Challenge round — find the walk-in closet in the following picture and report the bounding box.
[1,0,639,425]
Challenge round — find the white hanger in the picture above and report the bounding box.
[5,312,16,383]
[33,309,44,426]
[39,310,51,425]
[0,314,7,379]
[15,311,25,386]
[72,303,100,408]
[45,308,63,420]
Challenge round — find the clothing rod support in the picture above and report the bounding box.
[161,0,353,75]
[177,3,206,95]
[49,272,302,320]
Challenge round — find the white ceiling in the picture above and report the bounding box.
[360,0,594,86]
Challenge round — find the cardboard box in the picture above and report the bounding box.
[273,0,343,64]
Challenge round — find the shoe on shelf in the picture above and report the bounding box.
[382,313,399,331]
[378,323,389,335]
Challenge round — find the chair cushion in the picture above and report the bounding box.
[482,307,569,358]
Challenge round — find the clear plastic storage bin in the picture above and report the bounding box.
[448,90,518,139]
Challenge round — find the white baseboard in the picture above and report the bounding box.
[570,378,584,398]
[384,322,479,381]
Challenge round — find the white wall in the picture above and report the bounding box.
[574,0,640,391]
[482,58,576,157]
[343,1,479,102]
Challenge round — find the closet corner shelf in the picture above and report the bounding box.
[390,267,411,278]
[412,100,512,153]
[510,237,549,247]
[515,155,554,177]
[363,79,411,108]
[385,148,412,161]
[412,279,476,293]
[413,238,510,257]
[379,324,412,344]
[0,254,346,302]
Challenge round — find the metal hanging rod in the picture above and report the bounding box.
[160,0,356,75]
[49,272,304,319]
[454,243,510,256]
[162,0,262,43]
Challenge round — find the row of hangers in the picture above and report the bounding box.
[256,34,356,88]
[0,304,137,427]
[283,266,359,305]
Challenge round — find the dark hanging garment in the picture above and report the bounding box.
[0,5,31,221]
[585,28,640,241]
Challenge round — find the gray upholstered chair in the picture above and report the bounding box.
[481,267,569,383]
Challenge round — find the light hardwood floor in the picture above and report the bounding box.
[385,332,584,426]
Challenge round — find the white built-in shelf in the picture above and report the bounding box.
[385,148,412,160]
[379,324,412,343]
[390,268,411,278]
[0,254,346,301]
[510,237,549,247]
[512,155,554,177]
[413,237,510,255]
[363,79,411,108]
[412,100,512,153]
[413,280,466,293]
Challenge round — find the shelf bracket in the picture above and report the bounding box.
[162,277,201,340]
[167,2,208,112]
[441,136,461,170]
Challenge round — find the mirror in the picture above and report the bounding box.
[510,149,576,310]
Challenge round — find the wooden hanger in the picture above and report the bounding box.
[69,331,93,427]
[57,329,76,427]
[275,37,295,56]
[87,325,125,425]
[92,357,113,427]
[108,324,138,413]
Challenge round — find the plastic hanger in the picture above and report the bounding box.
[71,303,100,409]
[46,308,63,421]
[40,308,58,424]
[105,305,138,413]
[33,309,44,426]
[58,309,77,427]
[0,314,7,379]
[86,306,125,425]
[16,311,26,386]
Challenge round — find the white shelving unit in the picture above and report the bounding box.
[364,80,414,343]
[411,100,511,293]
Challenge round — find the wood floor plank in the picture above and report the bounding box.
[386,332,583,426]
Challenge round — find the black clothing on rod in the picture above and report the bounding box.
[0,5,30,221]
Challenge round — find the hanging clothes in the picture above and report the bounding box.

• • •

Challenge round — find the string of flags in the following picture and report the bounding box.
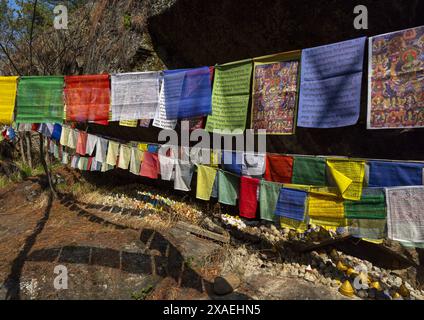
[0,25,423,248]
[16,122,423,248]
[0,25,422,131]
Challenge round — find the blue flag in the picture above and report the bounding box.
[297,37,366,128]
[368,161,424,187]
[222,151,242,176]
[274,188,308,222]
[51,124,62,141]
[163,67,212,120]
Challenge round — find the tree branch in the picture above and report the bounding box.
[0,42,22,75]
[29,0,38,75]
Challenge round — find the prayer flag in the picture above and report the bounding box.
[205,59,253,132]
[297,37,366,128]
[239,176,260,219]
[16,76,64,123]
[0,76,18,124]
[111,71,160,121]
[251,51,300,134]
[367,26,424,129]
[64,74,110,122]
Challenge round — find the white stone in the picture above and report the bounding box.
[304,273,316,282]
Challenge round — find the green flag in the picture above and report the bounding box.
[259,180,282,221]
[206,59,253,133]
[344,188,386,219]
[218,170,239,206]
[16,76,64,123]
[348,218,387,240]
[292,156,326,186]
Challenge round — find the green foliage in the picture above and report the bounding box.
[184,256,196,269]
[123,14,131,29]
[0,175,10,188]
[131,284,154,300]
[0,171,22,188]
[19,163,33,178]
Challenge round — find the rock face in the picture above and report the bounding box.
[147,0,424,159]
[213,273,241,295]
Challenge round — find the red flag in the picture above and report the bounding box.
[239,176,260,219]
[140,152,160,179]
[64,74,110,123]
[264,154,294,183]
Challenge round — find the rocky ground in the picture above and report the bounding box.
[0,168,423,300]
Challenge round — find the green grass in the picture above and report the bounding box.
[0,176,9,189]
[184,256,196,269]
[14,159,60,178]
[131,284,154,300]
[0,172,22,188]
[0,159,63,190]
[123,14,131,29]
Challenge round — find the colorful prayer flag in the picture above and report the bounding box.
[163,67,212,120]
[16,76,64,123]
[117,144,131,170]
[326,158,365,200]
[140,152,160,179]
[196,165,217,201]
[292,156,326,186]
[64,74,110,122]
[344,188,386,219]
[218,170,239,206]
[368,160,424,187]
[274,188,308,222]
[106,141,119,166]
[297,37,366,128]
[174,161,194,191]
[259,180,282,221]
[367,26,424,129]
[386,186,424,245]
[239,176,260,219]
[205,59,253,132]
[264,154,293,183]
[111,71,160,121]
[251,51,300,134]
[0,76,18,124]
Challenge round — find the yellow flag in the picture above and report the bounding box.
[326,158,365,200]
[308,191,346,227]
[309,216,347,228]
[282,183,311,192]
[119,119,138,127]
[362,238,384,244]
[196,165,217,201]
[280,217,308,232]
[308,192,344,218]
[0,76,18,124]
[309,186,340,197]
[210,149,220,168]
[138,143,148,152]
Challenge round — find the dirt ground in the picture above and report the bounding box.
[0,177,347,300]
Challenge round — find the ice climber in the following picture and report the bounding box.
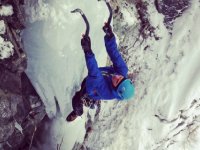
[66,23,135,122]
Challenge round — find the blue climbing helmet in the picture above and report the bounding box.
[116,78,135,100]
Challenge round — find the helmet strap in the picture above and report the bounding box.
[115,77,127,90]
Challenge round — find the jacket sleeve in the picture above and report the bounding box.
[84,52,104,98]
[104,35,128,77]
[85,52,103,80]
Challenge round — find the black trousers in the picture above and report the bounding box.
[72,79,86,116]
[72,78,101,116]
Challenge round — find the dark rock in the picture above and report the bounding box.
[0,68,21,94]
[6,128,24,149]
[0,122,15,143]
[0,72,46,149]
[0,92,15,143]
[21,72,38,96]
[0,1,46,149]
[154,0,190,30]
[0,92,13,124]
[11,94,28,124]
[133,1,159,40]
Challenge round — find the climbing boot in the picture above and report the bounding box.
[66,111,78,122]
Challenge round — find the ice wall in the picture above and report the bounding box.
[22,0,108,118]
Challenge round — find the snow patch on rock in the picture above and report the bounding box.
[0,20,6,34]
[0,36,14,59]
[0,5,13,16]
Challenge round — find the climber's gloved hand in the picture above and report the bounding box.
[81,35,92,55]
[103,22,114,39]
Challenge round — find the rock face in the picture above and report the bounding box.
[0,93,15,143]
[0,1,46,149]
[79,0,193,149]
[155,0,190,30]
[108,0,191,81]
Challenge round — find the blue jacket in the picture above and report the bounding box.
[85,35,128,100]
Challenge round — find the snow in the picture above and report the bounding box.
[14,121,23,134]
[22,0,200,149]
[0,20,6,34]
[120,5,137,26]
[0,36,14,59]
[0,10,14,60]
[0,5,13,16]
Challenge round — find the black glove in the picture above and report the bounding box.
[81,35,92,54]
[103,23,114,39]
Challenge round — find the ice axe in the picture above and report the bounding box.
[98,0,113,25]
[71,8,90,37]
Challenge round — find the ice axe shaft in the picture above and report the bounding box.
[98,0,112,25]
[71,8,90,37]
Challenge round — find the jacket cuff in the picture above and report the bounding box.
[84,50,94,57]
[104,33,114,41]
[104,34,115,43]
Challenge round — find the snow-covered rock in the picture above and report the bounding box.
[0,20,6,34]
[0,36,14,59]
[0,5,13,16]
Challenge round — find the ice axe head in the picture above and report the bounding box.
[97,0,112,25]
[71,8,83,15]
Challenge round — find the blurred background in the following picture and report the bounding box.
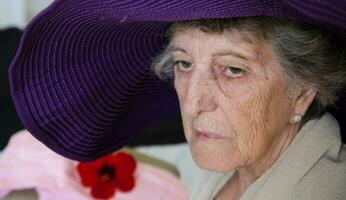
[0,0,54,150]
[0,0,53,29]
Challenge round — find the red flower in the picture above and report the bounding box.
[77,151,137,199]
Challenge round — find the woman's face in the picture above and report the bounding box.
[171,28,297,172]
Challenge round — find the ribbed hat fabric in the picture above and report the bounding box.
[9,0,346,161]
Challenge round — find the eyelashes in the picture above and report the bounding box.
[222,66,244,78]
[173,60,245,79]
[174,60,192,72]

• • •

### TASK GOAL:
From the listing above, repeat exactly the lines starting at the line that includes "Challenge round — find the shelf" and ending at the line that includes "Challenge round — find the hanging", with nothing outside that span.

### ANSWER SECTION:
Challenge round — find the shelf bracket in the picture above and report the bounding box.
[162,277,201,340]
[167,2,208,112]
[441,136,461,170]
Challenge round — find the mirror in the picture above and report the bounding box.
[510,149,576,310]
Challenge round — find the wooden hanger in the picture above and report the bounding box.
[69,331,93,427]
[57,329,76,427]
[275,37,295,56]
[87,325,125,425]
[92,357,113,427]
[108,324,138,413]
Challenge round — find the plastic hanger in the picture above and report the bounding box.
[71,303,100,409]
[46,308,63,421]
[40,308,58,424]
[105,305,138,413]
[33,309,44,426]
[58,309,77,427]
[0,314,7,379]
[86,306,125,425]
[16,311,26,386]
Challenge round — find the white shelving unit in the picture above and report the bounding box.
[364,80,414,343]
[411,100,511,293]
Challenge round — find the wood floor plank in the picture above and report the bounding box.
[386,332,583,426]
Challenge round — find the black clothing on rod in the picture above and report the bounding box.
[0,5,30,221]
Challenge round — find the hanging clothes in the picture above and report the bounding box.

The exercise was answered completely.